#### [TASK REQUIREMENTS]
Exactly the lines from the one holding "Check that every instance of the black-headed" through the final line of the data are wanted, copied as written.

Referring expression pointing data

::::::

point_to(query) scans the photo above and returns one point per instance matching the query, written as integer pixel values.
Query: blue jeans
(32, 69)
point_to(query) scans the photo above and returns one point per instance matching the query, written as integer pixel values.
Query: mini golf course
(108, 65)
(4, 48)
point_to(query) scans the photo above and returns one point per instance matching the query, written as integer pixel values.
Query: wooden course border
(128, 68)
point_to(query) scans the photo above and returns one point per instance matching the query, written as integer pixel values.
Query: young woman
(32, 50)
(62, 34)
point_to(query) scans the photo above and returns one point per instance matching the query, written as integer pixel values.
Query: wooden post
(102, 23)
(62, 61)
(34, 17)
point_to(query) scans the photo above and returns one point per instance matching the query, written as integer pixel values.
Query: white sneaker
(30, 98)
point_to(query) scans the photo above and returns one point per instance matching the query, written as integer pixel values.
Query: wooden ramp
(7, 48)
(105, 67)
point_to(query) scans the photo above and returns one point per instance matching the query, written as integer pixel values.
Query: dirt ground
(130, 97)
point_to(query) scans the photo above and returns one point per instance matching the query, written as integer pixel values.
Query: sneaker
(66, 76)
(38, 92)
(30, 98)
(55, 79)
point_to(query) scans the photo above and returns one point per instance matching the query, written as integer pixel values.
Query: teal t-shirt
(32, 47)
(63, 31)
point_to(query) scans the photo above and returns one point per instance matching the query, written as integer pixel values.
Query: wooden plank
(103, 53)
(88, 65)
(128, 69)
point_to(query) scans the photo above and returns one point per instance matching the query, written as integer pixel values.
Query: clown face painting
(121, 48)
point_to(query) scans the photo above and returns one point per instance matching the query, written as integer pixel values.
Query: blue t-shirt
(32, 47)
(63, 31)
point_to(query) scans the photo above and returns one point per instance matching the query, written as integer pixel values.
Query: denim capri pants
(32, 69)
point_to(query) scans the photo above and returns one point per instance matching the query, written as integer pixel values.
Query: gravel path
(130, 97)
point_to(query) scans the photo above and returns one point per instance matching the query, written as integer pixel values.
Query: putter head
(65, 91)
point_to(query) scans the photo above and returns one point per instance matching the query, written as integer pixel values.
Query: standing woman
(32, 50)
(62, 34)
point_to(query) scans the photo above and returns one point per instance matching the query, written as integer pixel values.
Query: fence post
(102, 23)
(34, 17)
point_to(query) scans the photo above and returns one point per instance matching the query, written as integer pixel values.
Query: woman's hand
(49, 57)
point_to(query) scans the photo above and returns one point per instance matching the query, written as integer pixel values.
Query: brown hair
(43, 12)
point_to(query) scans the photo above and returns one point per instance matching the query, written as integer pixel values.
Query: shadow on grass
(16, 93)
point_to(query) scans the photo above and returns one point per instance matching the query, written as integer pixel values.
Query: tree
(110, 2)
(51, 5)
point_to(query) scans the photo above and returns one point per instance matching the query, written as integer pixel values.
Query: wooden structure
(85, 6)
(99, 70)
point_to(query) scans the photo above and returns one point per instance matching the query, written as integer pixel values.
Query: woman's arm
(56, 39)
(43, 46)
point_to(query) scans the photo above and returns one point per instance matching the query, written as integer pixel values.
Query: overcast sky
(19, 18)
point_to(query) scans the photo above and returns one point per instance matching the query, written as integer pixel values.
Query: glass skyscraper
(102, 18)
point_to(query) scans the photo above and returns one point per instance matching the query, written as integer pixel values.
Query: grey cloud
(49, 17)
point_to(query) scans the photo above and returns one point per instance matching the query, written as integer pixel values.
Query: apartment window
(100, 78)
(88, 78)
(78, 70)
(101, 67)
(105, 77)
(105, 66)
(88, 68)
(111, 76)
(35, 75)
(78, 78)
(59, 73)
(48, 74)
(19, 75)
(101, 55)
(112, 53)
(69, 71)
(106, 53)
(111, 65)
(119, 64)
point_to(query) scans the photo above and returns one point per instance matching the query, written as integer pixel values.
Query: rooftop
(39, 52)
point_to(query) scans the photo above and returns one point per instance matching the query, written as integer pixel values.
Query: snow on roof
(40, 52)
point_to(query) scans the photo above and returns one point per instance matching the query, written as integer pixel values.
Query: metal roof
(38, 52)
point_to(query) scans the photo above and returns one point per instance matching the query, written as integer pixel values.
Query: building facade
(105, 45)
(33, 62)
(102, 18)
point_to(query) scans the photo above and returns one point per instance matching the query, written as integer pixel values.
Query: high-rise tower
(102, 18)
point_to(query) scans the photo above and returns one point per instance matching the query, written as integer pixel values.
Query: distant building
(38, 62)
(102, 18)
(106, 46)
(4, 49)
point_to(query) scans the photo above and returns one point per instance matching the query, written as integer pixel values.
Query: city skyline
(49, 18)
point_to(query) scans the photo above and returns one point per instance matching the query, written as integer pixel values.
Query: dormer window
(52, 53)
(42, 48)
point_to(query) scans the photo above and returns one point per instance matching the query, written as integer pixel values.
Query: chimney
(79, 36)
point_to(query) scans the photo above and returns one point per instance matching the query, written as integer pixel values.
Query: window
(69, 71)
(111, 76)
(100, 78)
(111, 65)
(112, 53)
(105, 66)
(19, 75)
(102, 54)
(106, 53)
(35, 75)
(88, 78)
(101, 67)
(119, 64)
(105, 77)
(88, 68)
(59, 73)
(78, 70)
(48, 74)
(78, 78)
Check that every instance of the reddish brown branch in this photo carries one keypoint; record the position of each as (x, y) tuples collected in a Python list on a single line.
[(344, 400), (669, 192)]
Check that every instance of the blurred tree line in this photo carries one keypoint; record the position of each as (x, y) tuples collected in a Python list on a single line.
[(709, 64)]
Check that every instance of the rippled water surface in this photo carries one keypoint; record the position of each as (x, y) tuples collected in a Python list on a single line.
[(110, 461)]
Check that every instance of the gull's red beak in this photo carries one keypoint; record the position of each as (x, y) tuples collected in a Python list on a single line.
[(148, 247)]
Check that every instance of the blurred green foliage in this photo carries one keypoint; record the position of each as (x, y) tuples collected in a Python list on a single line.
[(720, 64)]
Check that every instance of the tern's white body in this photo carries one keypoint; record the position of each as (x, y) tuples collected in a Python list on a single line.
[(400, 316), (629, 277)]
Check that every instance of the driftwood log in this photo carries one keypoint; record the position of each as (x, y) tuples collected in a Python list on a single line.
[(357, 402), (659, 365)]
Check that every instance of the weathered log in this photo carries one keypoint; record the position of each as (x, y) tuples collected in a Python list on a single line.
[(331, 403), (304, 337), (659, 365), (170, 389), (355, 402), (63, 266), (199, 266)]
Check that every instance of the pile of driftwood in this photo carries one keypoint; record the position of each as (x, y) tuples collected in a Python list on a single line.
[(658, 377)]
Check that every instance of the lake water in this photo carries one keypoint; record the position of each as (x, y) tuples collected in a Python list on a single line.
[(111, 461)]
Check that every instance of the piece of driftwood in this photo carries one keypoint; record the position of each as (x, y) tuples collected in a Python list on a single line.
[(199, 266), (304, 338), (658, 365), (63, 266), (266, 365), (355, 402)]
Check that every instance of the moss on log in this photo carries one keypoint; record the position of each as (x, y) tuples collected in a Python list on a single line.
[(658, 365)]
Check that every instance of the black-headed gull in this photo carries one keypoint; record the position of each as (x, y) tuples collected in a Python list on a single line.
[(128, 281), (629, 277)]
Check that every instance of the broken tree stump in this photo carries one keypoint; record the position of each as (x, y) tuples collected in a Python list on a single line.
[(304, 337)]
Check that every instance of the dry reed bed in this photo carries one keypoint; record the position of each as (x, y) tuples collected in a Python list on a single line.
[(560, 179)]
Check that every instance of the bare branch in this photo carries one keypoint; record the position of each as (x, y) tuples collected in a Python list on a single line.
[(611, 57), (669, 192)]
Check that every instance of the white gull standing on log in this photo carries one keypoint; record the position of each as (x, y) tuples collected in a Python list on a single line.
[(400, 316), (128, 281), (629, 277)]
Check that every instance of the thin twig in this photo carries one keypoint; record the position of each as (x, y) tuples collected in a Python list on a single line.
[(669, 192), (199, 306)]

::::::

#### [OUTPUT OF THE TASK]
Check that every instance of the black-headed gull in this photo carries one keypoint; record the position of each as (x, y) tuples collected in a Python list on a single line.
[(128, 281), (629, 277)]
Check that every instance of the broken tree stump in this photo carries one keypoint; record the position of each as (x, y) tuples collected in a Python list on a single line.
[(304, 337)]
Check that every instance of the dry reed bed in this photo carries one keypoint; record the position of each as (x, y) tuples collected in a Python list on a single line.
[(560, 179)]
Check that every instance of the bare branch in this photo carries one keypoint; record the position of each as (x, y) tuples collected in a Python list on a single line.
[(611, 57), (669, 192)]
Check that every instance of the white gull standing on log in this photo carries one keypoint; record the position of each as (x, y) tuples collected in a Python list on a single line.
[(400, 316), (128, 281), (629, 277)]
Check that every instance of the thin twig in this photo carries one keypoint; record the position of each as (x, y) tuples collected in a Python list on a single line.
[(669, 192), (199, 306)]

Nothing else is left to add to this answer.